■ Short exercise: Extract every line below and reproduce each one verbatim, character for character.

■ Records for the exercise:
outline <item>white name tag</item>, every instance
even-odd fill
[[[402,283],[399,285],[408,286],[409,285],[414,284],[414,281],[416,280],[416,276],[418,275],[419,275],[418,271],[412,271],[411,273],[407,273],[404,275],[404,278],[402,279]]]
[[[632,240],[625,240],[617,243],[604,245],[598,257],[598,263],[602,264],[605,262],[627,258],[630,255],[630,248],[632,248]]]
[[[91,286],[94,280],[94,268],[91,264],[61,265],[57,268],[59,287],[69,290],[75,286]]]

■ Right answer:
outline <item>white name tag</item>, every instance
even-odd fill
[[[402,283],[399,285],[408,286],[409,285],[414,284],[414,281],[416,280],[416,276],[418,275],[419,275],[418,271],[412,271],[411,273],[407,273],[404,275],[404,278],[402,279]]]
[[[632,240],[625,240],[617,243],[604,245],[598,257],[598,263],[602,264],[605,262],[627,258],[630,255],[630,248],[632,248]]]
[[[91,286],[94,280],[94,268],[91,264],[61,265],[57,268],[59,287],[69,290],[75,286]]]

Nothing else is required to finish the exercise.